▸ **Task requirements**
a - Print the part of the blog post from "Scratch the surface" up to and including "boarding a plane.".
b - In the blog post, which seat did the writer sit in on the Porter flight home to Toronto?

▸ **Provided passage**
* * *
I've had the privledge of working with a lot of people in politics.
One of my favourites is a fella named Paulo Senra, who I had the pleasure of running into tonight at an event. If you read his post (shamelessly reposted by me) below, you'll see why I think he's awesome.
People are constantly filling in gaps with their own perspective, creating non-existant layers of difference between us.
Scratch the surface a bit, though, you'll find that what we have in common is the ocean; what seperates us is merely a more easily perceived drop.
To fill in your gaps of perception with reality, not confabulation, start by asking and then listening. Challenging, perhaps, but always more rewarding.
After five amazing days in New York City, I found myself sitting and reflecting in seat 6D on my Porter flight back home to Toronto. I was sad to be leaving, tired and a little hung over, but mostly a bit anxious as I usually am whenever boarding a plane.
Prior to take off, the woman next to me turned and gently told me: “Just to let you know, I’m not a very good flyer. I get nervous on take offs and landings.” I smiled and responded with: “That’s perfect because I love take offs and landings; the mid-air turbulence is what scares the shit out of me.”
* * *
[Data items]
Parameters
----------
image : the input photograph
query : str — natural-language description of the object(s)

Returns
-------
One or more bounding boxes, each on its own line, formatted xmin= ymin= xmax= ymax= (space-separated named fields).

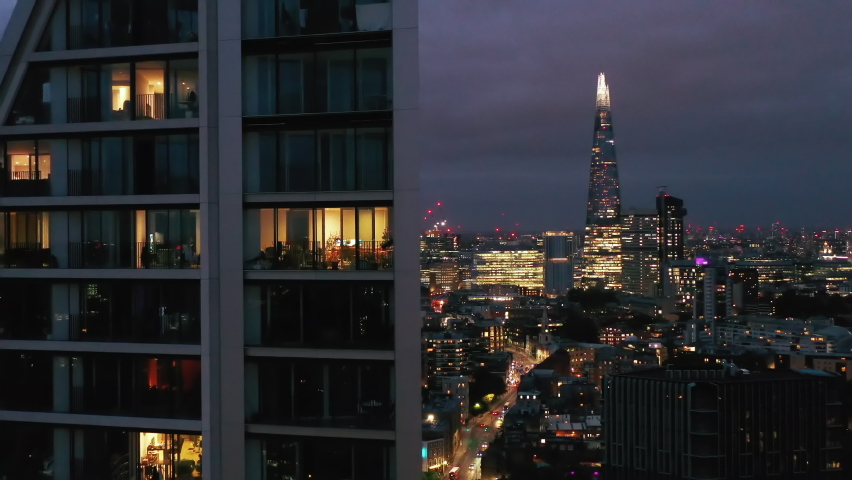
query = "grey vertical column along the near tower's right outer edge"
xmin=391 ymin=0 xmax=421 ymax=480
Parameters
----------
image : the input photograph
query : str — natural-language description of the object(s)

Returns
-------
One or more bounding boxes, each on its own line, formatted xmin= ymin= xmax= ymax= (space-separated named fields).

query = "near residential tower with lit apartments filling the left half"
xmin=0 ymin=0 xmax=421 ymax=480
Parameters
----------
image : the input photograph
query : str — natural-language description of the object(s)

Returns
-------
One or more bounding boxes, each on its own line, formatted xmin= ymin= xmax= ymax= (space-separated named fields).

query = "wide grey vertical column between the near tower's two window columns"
xmin=199 ymin=0 xmax=246 ymax=480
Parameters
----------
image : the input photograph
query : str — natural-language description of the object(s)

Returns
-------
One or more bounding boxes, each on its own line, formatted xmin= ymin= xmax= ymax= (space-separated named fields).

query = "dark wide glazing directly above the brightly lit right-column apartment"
xmin=243 ymin=128 xmax=392 ymax=193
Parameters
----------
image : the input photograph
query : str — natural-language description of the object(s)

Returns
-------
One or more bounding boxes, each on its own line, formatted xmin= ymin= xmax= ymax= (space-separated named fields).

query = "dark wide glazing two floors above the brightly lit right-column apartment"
xmin=243 ymin=48 xmax=393 ymax=116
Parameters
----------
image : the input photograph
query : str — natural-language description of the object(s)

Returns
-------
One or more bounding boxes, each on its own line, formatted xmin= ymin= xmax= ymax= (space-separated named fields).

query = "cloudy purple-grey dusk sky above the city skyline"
xmin=0 ymin=0 xmax=852 ymax=231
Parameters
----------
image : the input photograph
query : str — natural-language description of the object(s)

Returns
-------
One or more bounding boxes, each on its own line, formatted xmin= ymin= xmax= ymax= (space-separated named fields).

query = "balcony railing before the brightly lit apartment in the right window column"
xmin=245 ymin=241 xmax=393 ymax=270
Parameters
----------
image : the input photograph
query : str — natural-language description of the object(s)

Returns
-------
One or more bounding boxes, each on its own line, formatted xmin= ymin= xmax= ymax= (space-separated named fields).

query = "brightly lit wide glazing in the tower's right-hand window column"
xmin=244 ymin=207 xmax=393 ymax=270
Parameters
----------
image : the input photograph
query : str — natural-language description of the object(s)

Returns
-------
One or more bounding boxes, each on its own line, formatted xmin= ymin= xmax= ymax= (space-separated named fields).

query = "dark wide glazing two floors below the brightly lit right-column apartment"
xmin=246 ymin=358 xmax=394 ymax=430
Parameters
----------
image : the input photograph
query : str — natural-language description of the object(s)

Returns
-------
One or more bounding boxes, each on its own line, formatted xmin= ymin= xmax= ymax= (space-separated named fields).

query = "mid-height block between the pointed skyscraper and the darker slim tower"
xmin=621 ymin=209 xmax=660 ymax=296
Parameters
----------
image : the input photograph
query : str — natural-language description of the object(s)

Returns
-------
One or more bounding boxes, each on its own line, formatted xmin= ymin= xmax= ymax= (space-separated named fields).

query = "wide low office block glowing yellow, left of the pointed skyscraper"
xmin=473 ymin=250 xmax=544 ymax=294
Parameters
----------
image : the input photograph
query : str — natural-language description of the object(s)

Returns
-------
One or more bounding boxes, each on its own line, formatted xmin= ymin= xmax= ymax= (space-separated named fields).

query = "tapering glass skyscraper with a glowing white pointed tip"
xmin=583 ymin=73 xmax=621 ymax=289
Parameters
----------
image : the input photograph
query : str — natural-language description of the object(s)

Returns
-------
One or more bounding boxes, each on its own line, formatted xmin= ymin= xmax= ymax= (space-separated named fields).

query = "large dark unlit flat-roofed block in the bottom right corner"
xmin=602 ymin=364 xmax=849 ymax=480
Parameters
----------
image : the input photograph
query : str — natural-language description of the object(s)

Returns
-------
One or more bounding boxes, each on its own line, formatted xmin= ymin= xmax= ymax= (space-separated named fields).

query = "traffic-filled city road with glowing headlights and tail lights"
xmin=444 ymin=351 xmax=535 ymax=480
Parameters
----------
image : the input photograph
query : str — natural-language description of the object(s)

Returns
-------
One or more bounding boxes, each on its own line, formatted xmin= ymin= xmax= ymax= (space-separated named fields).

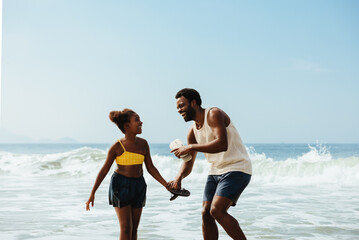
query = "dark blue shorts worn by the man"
xmin=203 ymin=171 xmax=251 ymax=206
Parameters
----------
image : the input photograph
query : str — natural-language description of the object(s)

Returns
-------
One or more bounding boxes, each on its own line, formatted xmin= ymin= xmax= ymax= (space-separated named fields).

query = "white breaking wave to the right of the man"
xmin=249 ymin=146 xmax=359 ymax=185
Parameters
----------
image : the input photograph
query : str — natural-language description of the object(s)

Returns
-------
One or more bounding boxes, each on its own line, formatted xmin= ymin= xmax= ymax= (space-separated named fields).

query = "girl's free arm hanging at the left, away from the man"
xmin=86 ymin=145 xmax=116 ymax=211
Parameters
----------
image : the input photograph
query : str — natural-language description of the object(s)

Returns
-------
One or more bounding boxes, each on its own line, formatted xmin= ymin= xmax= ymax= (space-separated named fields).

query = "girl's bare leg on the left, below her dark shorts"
xmin=115 ymin=205 xmax=133 ymax=240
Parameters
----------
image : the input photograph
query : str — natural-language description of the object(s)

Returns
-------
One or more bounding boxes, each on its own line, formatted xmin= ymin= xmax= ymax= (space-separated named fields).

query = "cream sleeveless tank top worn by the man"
xmin=192 ymin=108 xmax=252 ymax=175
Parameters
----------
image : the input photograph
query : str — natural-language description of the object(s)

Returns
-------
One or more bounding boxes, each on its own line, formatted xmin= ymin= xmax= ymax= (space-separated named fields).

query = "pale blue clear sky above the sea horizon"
xmin=1 ymin=0 xmax=359 ymax=143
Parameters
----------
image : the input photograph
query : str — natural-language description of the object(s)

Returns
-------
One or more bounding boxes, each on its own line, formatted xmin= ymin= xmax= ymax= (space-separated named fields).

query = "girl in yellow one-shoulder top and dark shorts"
xmin=86 ymin=109 xmax=167 ymax=240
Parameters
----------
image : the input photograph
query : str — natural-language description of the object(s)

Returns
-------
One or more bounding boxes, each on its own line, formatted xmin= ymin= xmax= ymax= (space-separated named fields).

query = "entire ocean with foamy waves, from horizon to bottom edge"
xmin=0 ymin=143 xmax=359 ymax=240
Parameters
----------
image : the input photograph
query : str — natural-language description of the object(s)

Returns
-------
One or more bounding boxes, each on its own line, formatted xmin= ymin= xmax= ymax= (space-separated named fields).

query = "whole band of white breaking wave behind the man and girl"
xmin=0 ymin=146 xmax=359 ymax=185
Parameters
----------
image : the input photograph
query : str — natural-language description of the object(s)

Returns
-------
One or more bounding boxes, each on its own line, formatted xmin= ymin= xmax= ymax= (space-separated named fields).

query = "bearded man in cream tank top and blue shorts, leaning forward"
xmin=169 ymin=88 xmax=252 ymax=240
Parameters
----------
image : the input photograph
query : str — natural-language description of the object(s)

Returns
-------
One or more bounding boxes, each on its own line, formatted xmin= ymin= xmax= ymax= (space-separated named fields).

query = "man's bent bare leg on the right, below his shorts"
xmin=210 ymin=196 xmax=247 ymax=240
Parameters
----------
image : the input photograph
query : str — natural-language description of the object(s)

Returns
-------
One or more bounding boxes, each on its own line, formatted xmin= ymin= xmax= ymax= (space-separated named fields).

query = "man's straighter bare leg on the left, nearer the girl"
xmin=202 ymin=201 xmax=218 ymax=240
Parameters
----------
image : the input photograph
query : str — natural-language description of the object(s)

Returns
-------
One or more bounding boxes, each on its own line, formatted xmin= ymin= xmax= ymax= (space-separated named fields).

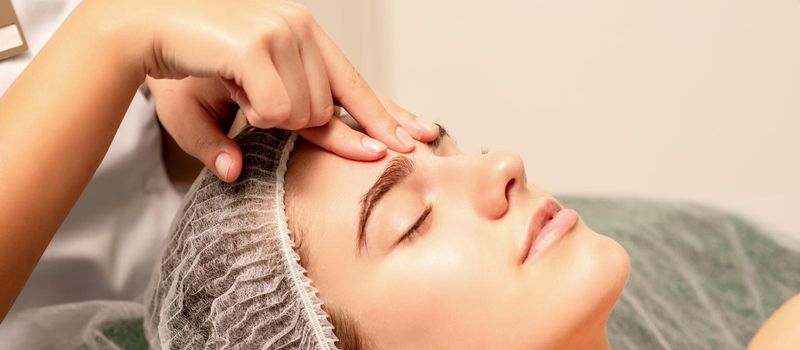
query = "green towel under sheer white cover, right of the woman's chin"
xmin=560 ymin=197 xmax=800 ymax=350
* * *
▸ **Problem solutions**
a -
Scratch the surface a bit, though, you'll find that what we have in common is the ocean; what seperates us is merely a more easily perceived drop.
To fill in your gaps of perception with reality, not confabulation, start by asking and then listening. Challenging, perhaps, but always more rewarding.
After five amazing days in New York City, I found myself sitting and reflecting in seat 6D on my Porter flight back home to Toronto. I was sad to be leaving, tired and a little hung over, but mostly a bit anxious as I usually am whenever boarding a plane.

b - Seat 6D.